SET EXERCISE
Which lines in the rows below contain the word "bare"? Copy each of them in full.

TASK INPUTS
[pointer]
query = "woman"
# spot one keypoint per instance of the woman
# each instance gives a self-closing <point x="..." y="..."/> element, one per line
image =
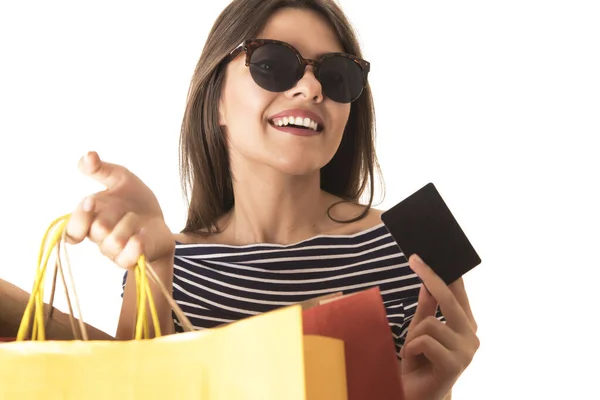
<point x="276" y="151"/>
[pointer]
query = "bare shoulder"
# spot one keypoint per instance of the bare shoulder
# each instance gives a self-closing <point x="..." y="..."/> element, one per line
<point x="192" y="238"/>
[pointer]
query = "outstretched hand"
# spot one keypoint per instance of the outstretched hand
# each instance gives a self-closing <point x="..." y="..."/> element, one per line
<point x="125" y="220"/>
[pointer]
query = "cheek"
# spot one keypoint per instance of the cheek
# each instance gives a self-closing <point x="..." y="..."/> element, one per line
<point x="340" y="114"/>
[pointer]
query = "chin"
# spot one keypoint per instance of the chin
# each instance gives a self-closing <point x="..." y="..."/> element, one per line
<point x="298" y="166"/>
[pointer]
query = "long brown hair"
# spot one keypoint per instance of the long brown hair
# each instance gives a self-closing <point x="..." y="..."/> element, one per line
<point x="203" y="155"/>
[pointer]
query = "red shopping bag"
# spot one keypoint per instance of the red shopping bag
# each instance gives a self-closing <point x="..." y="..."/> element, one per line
<point x="360" y="320"/>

OUTPUT FOR THIS EXERCISE
query = "bare shoulder"
# spot one keypoint per instance of the bare shoulder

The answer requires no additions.